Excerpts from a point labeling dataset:
** Start **

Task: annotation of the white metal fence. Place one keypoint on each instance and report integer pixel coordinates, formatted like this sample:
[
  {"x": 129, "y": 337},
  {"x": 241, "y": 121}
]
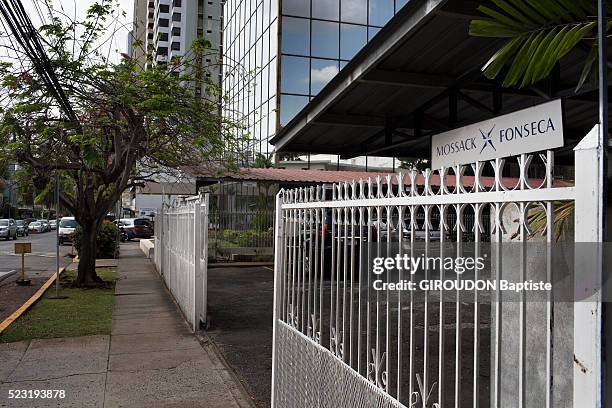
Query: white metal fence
[
  {"x": 181, "y": 254},
  {"x": 338, "y": 343}
]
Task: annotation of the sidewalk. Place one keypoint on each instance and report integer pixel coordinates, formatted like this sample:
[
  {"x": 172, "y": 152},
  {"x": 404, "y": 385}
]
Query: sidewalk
[{"x": 149, "y": 360}]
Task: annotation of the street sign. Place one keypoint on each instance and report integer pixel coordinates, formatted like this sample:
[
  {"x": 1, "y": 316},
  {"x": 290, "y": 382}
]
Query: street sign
[
  {"x": 23, "y": 247},
  {"x": 529, "y": 130}
]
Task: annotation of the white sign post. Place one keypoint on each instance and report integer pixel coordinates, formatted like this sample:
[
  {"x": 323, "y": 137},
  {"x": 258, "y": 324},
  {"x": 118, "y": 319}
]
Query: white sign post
[{"x": 525, "y": 131}]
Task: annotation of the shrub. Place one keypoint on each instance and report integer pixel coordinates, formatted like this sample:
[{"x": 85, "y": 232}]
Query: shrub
[{"x": 108, "y": 244}]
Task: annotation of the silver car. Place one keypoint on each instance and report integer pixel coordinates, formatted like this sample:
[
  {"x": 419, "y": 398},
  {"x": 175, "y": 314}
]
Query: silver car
[{"x": 8, "y": 228}]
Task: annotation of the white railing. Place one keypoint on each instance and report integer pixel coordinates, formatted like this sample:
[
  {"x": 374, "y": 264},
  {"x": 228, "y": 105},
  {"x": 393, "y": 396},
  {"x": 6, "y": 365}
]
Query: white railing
[
  {"x": 337, "y": 342},
  {"x": 181, "y": 255}
]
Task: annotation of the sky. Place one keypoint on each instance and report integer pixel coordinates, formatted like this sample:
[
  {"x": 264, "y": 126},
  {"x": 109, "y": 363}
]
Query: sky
[{"x": 111, "y": 46}]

** End **

Copy every one of the rows above word for word, leaving the pictures out of your answer.

Task: annotation of the white metal fence. Place one keypoint on each instance and report integer pixel coordinates, formatted like this sample:
[
  {"x": 129, "y": 337},
  {"x": 241, "y": 121}
]
Query: white metal fence
[
  {"x": 181, "y": 254},
  {"x": 338, "y": 343}
]
Task: annotation of the sidewalk. Place one keypoint on each instance and report integer pixel coordinates, formatted like this sample:
[
  {"x": 172, "y": 152},
  {"x": 404, "y": 385}
]
Query: sidewalk
[{"x": 149, "y": 360}]
Task: annotation of the street sign. Place one keypoint on each instance and report integer pixel coordinates, formatted like this sample:
[
  {"x": 1, "y": 316},
  {"x": 290, "y": 382}
]
Query: street sign
[
  {"x": 23, "y": 247},
  {"x": 529, "y": 130}
]
Task: annotation of the white sign post. Place one keypoint on each instance and report integer pixel coordinates, formatted like this sample:
[
  {"x": 323, "y": 137},
  {"x": 258, "y": 324},
  {"x": 118, "y": 319}
]
Query: white sign post
[{"x": 525, "y": 131}]
Task: annotation of the shrub. Place one keypoint on each instance and report integer pixel coordinates, formatted like this sample:
[{"x": 85, "y": 232}]
Query: shrub
[{"x": 108, "y": 244}]
Task: annotation of the silver car. Place one keypoint on each instance and report integer pixel coordinates, formatted like this sample:
[
  {"x": 419, "y": 398},
  {"x": 175, "y": 314}
]
Query: silver car
[{"x": 8, "y": 228}]
Task: annotation of the white railing. Place one keypoint on each instance and report integer pixel coordinates, formatted like this sample:
[
  {"x": 374, "y": 264},
  {"x": 228, "y": 105},
  {"x": 393, "y": 396},
  {"x": 6, "y": 365}
]
Query: white railing
[
  {"x": 337, "y": 342},
  {"x": 181, "y": 255}
]
Task: annotation of the sky. Place one keypoint on each instance and report integer pixel coordinates, formatted like this sample:
[
  {"x": 264, "y": 126},
  {"x": 109, "y": 363}
]
Query: sky
[{"x": 111, "y": 46}]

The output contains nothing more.